### Goals
1) In the note on Austin Warren's review, in which month's issue of the Review did Ross Hoffman's article appear?
2) List every person named in the note on Austin Warren's review.
3) Extend the note on Austin Warren's review past its final sentence.

[START Text extract]

See also Austin Warren’s concluding remarks in a review of Christian Gauss, A Primer for Tomorrow, American Review 5 (Nov.?1934): 106-107. Warren joins Gauss in lamenting the loss of “a centre.” Warren writes, “But where is such a centre to be found? Here the Dean cannot help us, for he has found no “religion”, even in the reduced form of “social myth,” capable of enlisting his whole-minded and whole-hearted support. And he really desires incompatibles–a compelling faith, and toleration of all opinions. He wants liberty and authority. Ross Hoffman, in his article in the October REVIEW, sees the dilemma, candidly analyzes it, and boldly asserts that the time has come when the dispersive tendencies of democracy must be checked by the authority of the state, nationally representing Christian civilization. He envisages a “humanistic and ethical state, sworn to alliance with good morals and civilized religion, having much more in common with the early medieval monarchies and the Holy Roman Empire than with the modern, laicized, bureaucratic state”. Can such a “social myth” command Americans, divided as they are into many varieties of religion and irreligion, sectional in their cultures, diversely backgrounded? The prospect for an authoritarian state deriving its power not from the personality of a dynamic leader or the supremacy of a class but from a common religious and ethical faith, a common philosophy of values, seems more remote and more hopeless with us than with any other nation.  Yet Dean Gauss and Professor Hoffman and, I believe, most thoughtful Americans agree in their conviction that votes and tools cannot sustain civilization. What then, is the prospect before us? One shaft of hope, I repeat, has perforated our night. The sleepers have awakened; the watchmen have ascended the walls.”

[END Text extract]
[START Records]

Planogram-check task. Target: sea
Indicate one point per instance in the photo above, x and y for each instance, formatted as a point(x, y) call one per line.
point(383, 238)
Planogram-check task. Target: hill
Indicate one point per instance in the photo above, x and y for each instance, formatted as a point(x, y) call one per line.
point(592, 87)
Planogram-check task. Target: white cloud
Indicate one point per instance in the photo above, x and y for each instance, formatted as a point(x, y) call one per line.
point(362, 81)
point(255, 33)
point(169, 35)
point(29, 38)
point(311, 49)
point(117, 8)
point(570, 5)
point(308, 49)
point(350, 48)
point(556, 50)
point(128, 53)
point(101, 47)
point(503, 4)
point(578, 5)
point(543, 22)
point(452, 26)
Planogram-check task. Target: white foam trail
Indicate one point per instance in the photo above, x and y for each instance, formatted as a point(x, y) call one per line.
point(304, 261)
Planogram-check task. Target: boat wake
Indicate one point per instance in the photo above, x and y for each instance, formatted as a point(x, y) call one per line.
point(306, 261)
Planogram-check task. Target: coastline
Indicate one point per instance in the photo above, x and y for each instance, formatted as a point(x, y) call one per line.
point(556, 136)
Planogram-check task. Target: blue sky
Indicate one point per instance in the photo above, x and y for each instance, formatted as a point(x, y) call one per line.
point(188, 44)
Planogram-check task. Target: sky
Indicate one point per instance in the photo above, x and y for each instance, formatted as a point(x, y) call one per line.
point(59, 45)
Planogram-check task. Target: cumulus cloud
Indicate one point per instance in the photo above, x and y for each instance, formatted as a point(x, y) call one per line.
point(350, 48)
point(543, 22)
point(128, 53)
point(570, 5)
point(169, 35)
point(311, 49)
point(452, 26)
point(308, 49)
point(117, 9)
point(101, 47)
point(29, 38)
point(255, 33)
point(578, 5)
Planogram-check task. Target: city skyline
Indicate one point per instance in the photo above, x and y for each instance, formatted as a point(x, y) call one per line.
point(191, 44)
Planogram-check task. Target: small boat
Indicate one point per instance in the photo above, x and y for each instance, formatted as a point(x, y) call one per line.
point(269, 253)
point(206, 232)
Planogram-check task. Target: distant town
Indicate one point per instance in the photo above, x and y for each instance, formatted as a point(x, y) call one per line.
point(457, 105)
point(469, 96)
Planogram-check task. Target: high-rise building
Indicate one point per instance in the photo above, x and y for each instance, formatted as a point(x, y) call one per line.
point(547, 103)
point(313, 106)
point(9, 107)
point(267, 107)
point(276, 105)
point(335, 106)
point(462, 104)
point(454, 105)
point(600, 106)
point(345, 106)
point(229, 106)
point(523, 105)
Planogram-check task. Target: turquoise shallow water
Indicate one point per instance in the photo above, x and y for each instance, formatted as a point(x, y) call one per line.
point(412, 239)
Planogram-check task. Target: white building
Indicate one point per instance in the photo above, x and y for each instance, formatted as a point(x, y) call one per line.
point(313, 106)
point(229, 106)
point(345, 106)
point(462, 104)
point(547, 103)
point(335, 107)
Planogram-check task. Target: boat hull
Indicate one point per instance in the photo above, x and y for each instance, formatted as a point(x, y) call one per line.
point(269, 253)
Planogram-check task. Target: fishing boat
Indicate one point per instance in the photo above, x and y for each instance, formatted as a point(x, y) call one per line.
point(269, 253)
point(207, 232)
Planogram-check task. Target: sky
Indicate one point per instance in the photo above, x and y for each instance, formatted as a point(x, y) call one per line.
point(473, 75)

[END Records]

### Results in order
1) October

2) Austin Warren, Christian Gauss, Ross Hoffman

3)
The following issue of AR (December 1934) published Norman Foerster’s address at Rockford College, Illinois, “The College, The Individual, and Society,” repudiating materialism and the elevation of sentimental humanitarianism. “In its origin, humanitarianism was, I venture to assert, primarily a manifestation of materialism. It was not in harmony with the retreating forces of religion and humanism; it was part and parcel of the new emphasis on outer nature and the physical benefits promised by the Industrial Revolution. It called for freedom, but it meant nothing so certainly as it meant freedom from physical suffering. Freedom from physical suffering is a good thing, but it is not the best. Relatively to ethical and spiritual values it is not important. No great civilization ever made this its dominant preoccupation. If previous ages had emphasized proportionate living, or the welfare of the soul, or the development of personality, the humanitarian movement now emphasized the claims of the body.  It stirred appetite rather than virtue. Desires increased, things increased with which these desires could be satisfied; and men became more and more enmeshed in desires and things.” (136-137). (Does the reader see the critique of “consumerism” here?)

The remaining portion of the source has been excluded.